Dataset entries
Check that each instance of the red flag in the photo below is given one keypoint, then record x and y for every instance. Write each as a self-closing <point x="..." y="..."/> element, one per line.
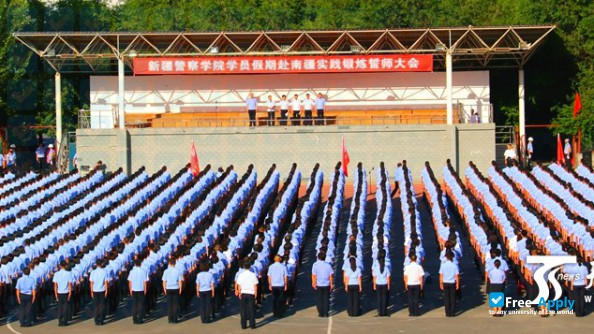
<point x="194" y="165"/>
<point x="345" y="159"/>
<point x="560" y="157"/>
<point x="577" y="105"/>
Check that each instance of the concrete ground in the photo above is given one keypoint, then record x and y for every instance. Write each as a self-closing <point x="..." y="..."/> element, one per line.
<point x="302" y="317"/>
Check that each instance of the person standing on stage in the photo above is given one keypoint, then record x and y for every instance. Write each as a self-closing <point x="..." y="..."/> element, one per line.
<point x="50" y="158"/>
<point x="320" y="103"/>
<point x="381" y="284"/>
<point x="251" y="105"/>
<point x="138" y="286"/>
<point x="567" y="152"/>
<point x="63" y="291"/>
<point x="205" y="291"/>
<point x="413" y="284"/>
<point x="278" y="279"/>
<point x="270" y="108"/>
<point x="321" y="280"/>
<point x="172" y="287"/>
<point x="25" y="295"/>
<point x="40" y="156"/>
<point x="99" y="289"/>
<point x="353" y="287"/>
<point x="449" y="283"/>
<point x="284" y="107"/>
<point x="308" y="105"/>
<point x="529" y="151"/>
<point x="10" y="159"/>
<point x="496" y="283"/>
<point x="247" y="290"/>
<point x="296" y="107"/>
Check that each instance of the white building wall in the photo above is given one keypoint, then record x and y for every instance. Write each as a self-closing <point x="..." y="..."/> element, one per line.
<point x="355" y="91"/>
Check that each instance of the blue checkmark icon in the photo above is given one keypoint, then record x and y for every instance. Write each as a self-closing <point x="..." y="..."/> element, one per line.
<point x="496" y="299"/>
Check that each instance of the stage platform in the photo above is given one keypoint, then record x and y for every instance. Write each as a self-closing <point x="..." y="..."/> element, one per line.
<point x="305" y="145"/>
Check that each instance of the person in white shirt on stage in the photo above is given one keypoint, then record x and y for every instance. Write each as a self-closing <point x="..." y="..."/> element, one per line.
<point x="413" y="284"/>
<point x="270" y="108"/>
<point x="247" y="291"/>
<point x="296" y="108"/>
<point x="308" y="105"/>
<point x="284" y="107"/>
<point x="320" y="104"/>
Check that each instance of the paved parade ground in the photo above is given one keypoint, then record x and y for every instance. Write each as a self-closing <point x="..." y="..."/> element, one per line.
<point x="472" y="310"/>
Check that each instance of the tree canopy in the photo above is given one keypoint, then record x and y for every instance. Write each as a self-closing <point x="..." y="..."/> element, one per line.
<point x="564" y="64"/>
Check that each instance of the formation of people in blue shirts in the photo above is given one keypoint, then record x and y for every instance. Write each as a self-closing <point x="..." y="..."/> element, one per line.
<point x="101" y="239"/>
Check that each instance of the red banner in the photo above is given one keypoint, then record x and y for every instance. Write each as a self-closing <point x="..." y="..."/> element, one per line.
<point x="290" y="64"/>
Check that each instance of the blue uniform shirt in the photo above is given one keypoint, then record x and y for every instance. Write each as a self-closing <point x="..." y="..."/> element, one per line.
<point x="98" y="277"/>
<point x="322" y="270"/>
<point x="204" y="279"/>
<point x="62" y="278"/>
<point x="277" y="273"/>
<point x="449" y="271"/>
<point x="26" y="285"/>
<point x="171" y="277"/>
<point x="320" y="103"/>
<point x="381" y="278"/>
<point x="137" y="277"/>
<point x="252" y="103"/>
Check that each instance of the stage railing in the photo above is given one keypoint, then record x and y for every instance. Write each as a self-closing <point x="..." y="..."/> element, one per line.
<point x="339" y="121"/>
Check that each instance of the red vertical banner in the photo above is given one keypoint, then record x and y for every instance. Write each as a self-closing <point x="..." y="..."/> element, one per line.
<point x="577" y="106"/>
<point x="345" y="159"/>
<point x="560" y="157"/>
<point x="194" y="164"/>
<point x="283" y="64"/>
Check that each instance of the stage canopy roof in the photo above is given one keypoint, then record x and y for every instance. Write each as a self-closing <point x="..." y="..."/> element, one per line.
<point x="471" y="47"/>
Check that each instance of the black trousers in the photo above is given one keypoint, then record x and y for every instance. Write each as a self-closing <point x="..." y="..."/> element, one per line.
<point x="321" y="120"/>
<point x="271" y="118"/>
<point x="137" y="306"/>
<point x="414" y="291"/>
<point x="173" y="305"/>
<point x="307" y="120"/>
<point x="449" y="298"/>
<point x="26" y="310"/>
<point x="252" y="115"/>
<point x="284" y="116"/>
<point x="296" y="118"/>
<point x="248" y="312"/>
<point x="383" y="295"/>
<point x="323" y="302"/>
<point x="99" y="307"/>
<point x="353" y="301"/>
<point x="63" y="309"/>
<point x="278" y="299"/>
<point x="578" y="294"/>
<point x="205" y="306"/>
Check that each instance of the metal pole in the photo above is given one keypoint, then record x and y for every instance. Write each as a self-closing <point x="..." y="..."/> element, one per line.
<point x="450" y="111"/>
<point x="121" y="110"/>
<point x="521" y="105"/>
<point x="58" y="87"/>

* * *

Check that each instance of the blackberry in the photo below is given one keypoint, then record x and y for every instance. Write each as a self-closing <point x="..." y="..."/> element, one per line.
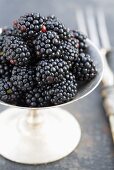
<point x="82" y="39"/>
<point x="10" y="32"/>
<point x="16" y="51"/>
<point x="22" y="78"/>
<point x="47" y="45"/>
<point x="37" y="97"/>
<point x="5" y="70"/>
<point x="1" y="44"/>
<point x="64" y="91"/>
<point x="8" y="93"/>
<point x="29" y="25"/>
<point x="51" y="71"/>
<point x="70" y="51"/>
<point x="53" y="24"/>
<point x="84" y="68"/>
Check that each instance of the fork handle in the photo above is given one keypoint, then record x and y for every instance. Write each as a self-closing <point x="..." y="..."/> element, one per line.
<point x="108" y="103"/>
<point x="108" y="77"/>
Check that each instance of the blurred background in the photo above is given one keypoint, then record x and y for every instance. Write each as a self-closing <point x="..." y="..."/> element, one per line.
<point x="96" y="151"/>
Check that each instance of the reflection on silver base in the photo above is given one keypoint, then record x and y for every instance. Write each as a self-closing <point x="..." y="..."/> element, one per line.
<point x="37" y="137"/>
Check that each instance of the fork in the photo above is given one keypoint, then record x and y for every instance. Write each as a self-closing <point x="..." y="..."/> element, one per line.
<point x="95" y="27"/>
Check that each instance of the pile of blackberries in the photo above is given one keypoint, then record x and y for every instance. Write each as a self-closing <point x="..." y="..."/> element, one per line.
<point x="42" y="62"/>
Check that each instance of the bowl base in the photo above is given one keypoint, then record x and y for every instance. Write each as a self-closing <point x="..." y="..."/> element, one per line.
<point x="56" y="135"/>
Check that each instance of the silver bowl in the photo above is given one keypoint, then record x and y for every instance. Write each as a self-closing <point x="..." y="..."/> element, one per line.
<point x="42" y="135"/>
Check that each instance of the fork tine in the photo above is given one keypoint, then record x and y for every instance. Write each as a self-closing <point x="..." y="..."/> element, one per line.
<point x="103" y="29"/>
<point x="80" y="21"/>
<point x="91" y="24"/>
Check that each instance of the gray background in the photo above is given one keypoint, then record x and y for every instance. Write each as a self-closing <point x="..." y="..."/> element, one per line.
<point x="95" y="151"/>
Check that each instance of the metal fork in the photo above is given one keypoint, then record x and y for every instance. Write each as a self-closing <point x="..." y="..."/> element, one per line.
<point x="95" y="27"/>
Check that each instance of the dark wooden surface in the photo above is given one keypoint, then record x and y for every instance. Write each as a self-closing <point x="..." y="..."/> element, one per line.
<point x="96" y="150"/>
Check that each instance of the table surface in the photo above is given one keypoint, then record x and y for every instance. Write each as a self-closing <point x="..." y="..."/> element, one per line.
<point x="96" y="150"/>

Requirements
Find each line in the records that contains the string "trousers", with case counting, and copy those lines.

Task answer
Check that each instance of the black trousers in the photo above is given one keypoint, then record x and y for every instance. Write each as a self-closing <point x="..." y="..."/> element, one per line.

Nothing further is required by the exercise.